▸ GIVEN REQUEST
Rewrite each of the following items with "bag zipper" changed to "backpack zipper" and everything else unchanged, and leave the pictures out of your answer.

▸ DATA SHOWN
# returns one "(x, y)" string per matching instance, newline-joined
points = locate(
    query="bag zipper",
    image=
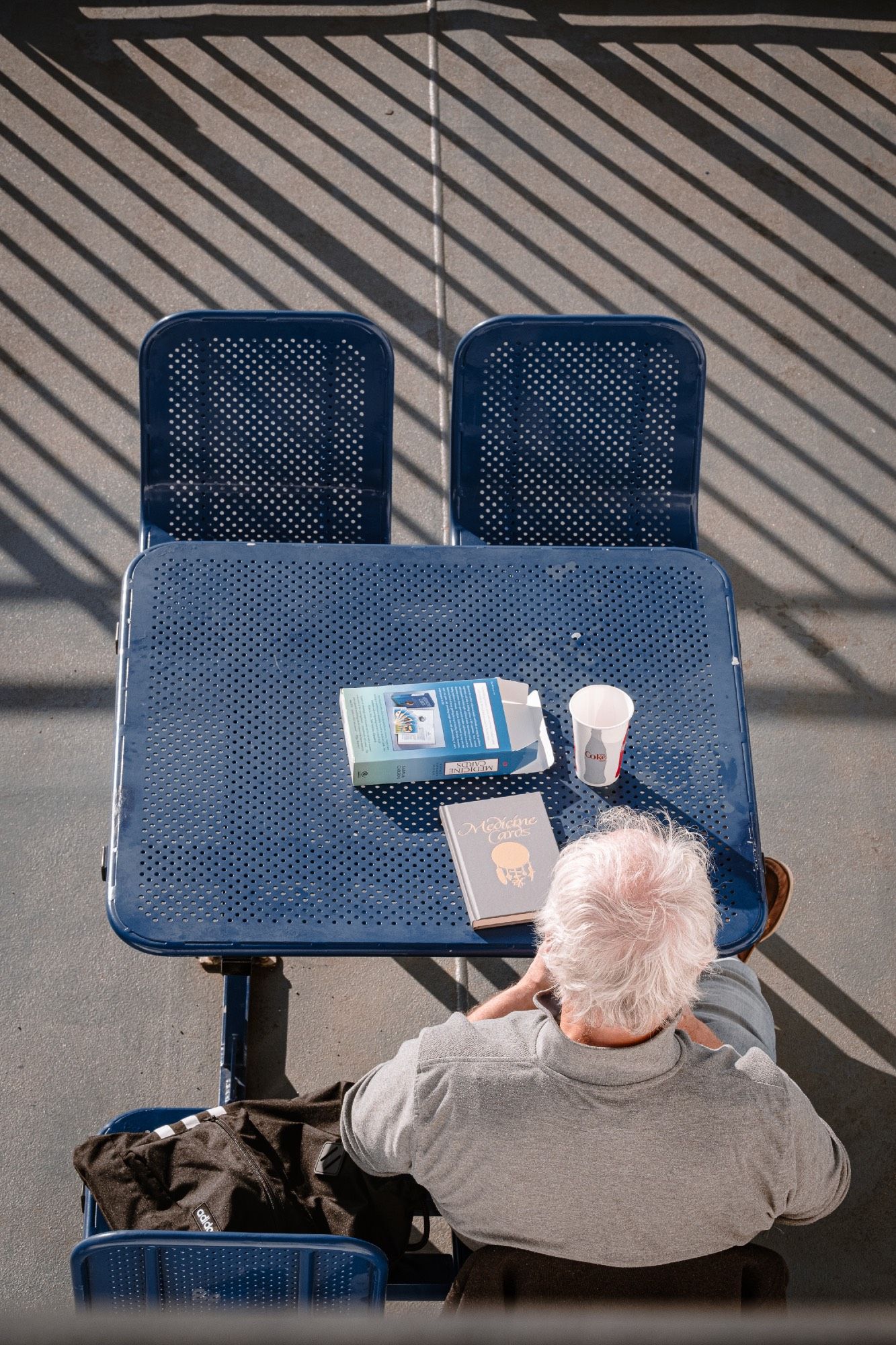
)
(276, 1204)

▸ EXPECTED ANSWER
# returns one "(x, y)" string per matching instance, newline-joined
points = locate(
    query="backpack zipper",
    image=
)
(276, 1204)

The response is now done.